(Source data)
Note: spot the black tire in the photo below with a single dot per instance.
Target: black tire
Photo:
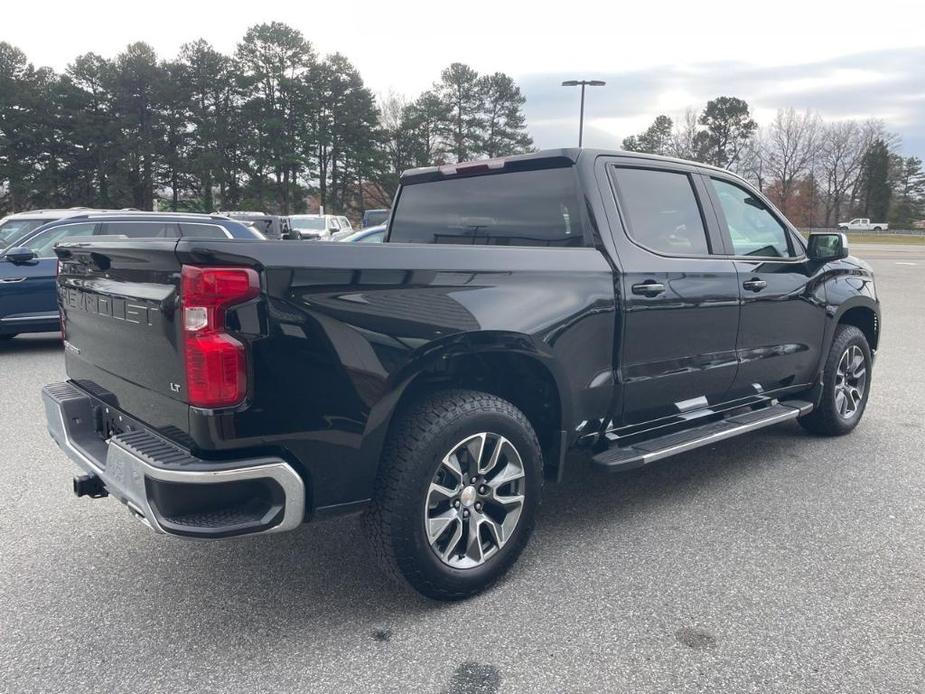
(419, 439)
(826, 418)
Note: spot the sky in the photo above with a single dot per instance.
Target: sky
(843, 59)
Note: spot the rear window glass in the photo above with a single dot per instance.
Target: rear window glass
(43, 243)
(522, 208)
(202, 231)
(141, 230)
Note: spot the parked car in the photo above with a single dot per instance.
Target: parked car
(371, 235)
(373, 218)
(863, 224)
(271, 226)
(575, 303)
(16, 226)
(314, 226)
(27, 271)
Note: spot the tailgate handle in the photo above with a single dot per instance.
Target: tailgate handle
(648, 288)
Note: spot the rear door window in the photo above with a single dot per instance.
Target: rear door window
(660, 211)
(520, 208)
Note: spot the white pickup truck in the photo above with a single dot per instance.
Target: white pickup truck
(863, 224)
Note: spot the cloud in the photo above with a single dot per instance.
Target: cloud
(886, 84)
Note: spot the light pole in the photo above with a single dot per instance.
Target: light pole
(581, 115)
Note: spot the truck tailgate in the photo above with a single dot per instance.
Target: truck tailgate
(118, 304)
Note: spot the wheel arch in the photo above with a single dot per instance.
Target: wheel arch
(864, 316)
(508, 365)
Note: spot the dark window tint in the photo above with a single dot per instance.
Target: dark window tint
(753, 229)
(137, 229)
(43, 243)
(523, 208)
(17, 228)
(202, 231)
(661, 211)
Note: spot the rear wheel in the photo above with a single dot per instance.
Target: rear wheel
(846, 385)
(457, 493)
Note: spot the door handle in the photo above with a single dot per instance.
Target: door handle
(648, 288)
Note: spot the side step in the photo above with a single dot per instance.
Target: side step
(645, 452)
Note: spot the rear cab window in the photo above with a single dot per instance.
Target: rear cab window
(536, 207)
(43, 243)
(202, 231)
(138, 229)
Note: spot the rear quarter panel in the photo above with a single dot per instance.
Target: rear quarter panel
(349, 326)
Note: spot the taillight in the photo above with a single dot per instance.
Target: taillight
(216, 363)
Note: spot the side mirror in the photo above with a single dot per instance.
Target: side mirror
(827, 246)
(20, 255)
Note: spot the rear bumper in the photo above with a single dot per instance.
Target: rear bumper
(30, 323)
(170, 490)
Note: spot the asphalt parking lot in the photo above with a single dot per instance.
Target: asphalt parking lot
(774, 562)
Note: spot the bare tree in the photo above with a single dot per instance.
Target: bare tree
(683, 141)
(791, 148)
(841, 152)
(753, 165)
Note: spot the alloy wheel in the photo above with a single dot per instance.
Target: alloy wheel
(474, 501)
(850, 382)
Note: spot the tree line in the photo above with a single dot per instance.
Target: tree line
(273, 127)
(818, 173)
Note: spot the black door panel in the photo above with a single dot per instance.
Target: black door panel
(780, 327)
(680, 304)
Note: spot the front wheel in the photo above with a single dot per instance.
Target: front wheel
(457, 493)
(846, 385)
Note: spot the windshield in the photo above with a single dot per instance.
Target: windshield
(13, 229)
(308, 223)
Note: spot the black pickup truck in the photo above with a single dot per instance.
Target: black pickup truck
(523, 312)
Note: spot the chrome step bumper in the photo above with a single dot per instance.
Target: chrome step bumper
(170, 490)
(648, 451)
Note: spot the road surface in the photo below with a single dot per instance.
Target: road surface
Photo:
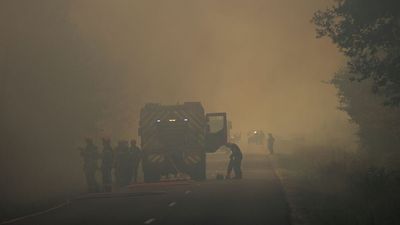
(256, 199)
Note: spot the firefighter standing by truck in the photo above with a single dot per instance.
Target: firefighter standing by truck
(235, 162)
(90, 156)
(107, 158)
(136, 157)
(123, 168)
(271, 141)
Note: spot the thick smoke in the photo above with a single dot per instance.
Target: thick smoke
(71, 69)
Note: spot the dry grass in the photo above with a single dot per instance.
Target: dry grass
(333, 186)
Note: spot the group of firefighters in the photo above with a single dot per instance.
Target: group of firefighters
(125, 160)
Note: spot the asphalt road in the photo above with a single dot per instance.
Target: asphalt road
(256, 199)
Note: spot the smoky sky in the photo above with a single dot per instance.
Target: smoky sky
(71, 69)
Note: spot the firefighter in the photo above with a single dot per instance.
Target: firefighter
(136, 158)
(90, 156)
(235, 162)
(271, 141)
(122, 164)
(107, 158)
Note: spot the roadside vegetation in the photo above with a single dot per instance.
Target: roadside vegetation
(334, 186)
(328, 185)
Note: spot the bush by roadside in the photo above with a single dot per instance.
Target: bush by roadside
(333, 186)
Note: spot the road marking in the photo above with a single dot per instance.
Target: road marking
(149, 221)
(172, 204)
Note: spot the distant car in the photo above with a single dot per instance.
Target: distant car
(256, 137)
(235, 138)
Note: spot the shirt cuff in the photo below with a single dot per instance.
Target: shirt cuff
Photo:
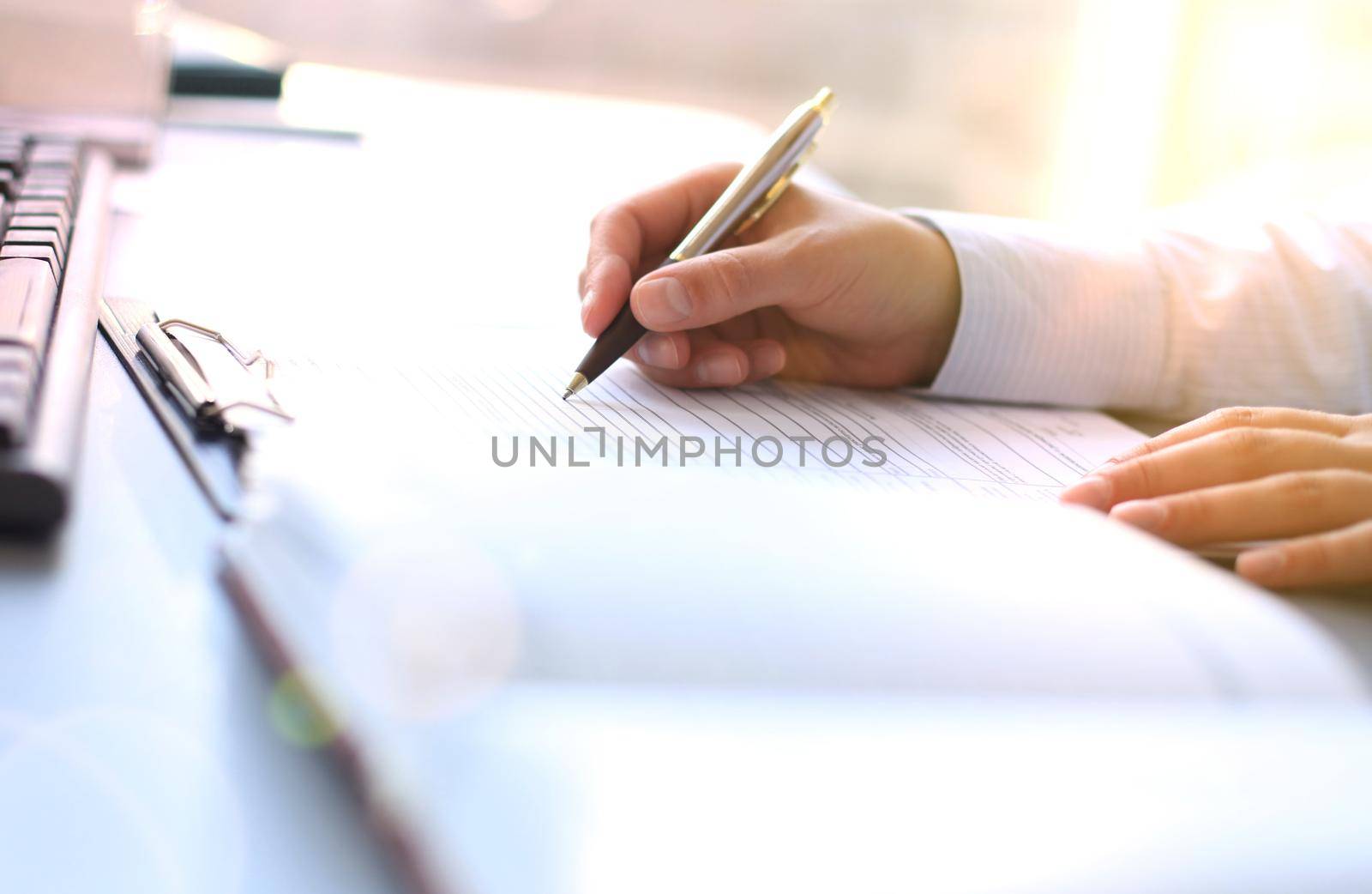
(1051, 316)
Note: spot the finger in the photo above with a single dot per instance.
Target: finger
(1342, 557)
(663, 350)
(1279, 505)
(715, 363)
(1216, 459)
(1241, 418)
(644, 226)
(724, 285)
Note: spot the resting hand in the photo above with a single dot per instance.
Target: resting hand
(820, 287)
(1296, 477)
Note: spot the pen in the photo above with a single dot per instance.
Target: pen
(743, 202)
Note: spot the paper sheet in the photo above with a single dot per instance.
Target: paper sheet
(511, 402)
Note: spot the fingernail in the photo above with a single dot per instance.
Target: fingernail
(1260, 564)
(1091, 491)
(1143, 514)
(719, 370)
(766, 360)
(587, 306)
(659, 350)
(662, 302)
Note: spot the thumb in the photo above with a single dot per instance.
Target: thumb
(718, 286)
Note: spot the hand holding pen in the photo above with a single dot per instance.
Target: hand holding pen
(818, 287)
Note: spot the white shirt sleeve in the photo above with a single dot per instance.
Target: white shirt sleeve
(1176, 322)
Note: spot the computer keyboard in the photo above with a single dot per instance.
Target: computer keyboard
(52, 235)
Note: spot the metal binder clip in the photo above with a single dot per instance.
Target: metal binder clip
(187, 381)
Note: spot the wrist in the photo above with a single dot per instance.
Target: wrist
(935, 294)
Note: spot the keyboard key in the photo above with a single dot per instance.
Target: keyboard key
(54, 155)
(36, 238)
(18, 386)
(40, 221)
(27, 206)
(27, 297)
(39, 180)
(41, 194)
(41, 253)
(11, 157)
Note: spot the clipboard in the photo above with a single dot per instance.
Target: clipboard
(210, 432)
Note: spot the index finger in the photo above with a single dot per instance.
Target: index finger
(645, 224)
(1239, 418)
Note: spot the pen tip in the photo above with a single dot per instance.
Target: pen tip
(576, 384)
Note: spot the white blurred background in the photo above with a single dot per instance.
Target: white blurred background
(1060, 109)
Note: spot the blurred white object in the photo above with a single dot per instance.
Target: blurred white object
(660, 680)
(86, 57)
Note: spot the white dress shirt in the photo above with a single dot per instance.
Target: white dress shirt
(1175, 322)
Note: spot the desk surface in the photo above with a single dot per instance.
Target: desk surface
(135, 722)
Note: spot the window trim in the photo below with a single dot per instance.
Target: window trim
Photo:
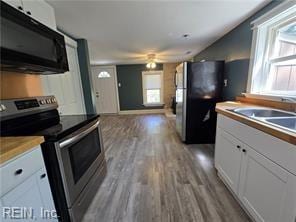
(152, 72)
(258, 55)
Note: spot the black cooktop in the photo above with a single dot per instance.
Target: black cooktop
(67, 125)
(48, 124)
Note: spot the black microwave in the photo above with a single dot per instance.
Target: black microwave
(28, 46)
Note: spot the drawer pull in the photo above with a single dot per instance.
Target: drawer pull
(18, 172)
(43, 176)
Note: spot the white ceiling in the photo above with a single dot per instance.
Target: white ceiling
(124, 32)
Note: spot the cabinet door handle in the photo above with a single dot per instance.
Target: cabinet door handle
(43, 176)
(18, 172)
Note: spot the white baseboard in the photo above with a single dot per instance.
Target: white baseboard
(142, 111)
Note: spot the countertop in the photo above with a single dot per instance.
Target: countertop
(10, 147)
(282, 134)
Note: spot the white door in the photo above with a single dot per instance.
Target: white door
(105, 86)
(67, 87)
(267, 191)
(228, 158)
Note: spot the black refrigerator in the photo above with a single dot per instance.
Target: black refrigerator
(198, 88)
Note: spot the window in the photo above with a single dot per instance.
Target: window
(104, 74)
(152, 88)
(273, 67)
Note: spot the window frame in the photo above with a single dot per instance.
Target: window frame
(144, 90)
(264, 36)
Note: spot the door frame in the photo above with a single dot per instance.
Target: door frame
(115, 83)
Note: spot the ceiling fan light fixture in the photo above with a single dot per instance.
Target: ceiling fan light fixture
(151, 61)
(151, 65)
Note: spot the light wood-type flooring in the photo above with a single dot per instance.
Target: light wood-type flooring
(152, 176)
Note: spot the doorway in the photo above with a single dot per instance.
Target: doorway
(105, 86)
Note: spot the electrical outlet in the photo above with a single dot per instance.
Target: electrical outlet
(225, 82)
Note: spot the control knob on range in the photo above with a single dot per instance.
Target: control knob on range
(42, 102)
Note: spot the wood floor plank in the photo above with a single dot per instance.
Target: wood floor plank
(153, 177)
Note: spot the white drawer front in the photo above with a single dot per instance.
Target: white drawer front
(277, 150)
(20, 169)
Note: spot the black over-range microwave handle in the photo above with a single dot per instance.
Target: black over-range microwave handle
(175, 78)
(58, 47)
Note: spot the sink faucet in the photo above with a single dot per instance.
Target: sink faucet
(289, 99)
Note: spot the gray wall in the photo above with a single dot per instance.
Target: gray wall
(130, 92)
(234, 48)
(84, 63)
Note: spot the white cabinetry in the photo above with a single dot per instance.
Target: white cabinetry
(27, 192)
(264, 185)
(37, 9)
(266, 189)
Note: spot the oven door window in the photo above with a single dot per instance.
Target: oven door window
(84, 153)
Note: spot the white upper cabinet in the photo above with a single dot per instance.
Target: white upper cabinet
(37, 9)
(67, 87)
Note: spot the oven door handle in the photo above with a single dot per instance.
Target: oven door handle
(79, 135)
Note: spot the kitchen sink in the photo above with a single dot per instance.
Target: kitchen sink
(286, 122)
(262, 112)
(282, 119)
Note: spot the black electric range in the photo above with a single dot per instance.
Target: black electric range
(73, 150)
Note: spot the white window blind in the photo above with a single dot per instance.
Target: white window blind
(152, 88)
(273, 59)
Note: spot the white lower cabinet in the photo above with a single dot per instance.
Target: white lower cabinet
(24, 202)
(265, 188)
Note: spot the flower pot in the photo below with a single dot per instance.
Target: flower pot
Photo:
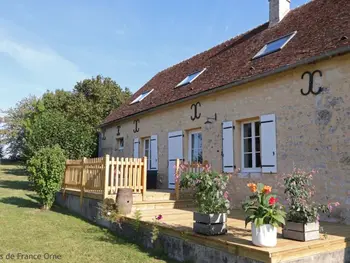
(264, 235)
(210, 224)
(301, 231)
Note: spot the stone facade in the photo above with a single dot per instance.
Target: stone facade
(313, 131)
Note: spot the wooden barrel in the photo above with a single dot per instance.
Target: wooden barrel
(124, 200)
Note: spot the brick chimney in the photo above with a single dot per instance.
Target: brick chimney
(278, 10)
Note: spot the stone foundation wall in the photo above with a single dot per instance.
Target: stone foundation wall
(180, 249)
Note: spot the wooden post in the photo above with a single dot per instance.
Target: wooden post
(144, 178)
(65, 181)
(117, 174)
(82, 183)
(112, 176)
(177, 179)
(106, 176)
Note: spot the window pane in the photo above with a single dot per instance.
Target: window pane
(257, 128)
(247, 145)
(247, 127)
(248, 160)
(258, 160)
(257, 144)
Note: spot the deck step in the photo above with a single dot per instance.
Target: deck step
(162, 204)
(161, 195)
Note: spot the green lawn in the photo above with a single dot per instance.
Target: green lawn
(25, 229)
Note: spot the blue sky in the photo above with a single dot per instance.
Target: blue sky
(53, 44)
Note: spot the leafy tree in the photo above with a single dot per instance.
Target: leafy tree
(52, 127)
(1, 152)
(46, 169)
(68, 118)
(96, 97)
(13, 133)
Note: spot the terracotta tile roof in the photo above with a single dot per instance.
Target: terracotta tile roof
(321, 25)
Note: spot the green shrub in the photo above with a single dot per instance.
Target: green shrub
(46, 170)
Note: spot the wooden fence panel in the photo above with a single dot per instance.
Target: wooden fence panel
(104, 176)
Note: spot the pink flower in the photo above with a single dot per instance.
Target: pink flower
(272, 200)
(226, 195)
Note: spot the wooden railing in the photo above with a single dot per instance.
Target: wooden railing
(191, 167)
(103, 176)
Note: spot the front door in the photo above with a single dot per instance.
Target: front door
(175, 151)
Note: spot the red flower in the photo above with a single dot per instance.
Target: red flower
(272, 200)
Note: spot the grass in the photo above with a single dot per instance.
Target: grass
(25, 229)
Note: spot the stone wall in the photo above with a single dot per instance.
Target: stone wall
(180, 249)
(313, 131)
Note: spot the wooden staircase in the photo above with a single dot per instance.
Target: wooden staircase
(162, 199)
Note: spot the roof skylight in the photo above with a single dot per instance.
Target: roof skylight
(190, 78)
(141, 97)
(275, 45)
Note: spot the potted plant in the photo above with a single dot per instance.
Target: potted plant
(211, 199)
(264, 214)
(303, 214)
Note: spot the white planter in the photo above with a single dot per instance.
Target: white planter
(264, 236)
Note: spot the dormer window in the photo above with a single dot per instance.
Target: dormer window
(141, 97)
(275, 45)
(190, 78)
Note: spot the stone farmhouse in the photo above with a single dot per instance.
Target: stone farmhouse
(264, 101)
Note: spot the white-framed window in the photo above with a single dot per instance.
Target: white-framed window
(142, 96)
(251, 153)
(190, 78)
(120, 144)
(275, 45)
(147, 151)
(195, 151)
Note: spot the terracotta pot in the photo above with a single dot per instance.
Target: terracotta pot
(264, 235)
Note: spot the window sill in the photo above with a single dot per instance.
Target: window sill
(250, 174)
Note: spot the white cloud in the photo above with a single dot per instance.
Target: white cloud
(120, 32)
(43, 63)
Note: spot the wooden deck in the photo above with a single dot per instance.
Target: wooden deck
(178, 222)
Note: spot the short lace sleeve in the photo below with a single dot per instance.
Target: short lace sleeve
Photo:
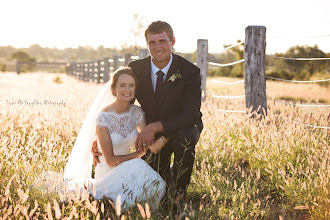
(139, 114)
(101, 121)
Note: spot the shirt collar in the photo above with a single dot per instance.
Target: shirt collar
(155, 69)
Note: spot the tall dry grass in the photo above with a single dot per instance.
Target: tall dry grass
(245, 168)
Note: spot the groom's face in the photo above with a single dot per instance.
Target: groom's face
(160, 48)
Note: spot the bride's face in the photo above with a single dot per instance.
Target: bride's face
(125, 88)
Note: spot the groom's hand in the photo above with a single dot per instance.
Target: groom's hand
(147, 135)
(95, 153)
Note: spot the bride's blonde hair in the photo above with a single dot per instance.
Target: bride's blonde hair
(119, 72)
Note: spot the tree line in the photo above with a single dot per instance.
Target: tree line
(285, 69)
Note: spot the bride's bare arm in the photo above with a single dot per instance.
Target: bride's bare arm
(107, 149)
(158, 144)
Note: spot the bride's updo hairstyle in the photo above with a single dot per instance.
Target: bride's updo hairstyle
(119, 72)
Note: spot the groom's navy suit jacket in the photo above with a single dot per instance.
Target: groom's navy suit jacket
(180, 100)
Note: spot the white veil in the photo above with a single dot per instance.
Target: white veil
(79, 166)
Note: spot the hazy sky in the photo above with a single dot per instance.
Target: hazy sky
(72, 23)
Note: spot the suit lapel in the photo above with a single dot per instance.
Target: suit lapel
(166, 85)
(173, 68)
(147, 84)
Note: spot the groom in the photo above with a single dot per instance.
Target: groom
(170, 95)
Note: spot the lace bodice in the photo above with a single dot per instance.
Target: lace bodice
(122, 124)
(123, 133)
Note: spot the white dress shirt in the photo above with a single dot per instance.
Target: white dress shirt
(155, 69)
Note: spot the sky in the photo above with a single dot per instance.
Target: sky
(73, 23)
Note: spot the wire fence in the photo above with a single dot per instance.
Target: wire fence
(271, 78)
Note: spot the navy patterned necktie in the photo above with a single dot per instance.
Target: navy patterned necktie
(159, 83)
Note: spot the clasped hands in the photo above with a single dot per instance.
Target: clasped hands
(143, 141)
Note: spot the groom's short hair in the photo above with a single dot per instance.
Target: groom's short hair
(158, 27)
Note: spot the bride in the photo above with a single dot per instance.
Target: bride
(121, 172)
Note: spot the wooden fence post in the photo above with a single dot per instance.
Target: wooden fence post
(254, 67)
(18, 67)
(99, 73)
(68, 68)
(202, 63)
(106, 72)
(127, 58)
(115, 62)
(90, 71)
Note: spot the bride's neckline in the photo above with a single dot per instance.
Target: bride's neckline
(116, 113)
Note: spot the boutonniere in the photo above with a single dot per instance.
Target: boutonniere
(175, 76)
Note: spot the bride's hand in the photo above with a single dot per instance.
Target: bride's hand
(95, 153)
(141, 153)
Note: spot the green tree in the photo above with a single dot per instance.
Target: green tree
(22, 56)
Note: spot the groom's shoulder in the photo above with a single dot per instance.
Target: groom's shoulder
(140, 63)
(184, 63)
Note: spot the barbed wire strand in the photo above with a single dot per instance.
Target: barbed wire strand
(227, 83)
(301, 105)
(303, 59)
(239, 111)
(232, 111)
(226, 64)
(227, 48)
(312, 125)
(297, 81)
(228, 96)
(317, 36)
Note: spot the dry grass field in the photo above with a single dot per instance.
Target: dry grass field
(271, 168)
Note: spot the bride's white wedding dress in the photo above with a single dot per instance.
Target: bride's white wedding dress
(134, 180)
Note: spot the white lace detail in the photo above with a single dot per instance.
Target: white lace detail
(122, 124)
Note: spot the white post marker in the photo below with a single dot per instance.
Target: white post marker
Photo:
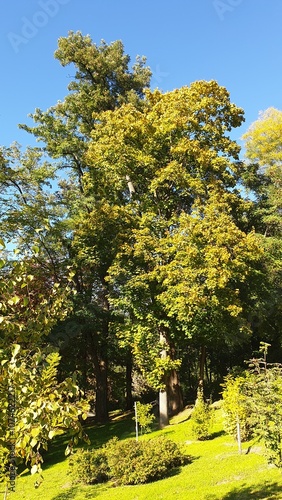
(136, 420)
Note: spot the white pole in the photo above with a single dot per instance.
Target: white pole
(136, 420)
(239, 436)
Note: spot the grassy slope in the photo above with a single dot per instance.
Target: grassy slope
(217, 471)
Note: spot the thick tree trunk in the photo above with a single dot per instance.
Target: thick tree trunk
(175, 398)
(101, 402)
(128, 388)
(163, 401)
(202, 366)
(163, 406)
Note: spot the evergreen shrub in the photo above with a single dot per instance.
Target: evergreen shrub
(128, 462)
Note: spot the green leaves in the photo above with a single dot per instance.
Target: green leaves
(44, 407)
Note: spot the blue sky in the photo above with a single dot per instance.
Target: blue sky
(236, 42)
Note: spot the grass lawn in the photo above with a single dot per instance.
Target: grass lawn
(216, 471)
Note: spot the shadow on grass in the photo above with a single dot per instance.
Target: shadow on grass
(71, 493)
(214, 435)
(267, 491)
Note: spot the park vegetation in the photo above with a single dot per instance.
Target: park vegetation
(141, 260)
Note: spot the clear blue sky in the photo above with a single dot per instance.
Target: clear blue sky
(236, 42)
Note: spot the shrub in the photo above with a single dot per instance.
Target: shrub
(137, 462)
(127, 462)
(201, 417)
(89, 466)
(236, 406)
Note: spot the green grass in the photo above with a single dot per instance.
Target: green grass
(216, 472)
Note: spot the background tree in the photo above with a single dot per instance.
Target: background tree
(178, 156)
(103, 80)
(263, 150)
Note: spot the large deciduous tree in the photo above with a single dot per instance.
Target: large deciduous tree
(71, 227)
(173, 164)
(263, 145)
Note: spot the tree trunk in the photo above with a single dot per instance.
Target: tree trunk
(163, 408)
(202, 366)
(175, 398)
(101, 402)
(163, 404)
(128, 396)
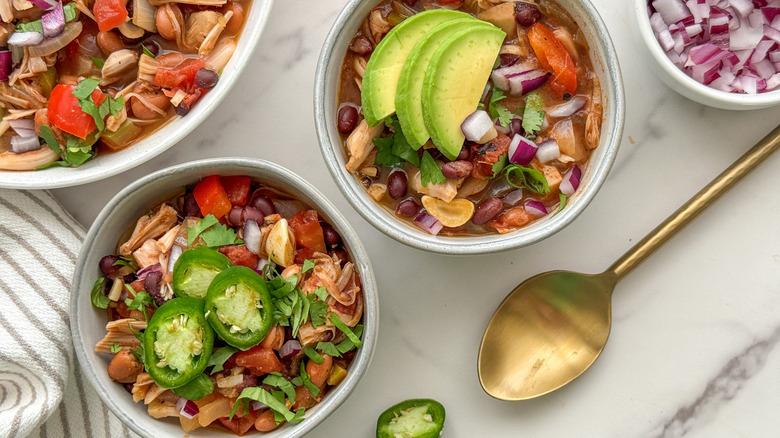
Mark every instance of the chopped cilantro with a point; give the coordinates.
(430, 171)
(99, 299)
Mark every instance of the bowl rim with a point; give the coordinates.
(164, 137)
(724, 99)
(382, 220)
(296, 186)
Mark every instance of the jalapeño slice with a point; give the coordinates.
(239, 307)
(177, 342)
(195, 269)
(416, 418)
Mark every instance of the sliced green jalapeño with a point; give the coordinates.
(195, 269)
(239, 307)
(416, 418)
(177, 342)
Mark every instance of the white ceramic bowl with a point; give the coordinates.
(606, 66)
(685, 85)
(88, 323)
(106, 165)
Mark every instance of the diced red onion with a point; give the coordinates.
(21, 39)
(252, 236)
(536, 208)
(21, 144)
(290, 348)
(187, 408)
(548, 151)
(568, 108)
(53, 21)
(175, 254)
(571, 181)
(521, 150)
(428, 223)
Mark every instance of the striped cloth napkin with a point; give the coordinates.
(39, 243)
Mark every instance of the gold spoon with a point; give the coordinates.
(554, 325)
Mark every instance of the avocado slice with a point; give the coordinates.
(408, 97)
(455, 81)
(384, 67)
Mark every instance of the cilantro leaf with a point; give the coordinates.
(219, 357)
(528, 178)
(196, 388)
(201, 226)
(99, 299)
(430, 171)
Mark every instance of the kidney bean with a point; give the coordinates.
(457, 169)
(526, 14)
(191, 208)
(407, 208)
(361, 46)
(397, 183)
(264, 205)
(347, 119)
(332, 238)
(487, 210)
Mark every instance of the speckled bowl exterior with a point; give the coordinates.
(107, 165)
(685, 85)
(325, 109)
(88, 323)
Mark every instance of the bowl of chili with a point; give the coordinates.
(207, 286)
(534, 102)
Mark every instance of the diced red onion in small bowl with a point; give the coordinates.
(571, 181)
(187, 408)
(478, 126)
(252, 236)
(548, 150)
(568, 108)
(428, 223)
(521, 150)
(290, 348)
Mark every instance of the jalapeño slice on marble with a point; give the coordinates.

• ABOUT THIS TASK
Find the lines above that contain the word "marker" and collect them.

• RESPONSE TO THE TASK
Note: spot the white post marker in the photo below with a single dot per instance.
Target: white post marker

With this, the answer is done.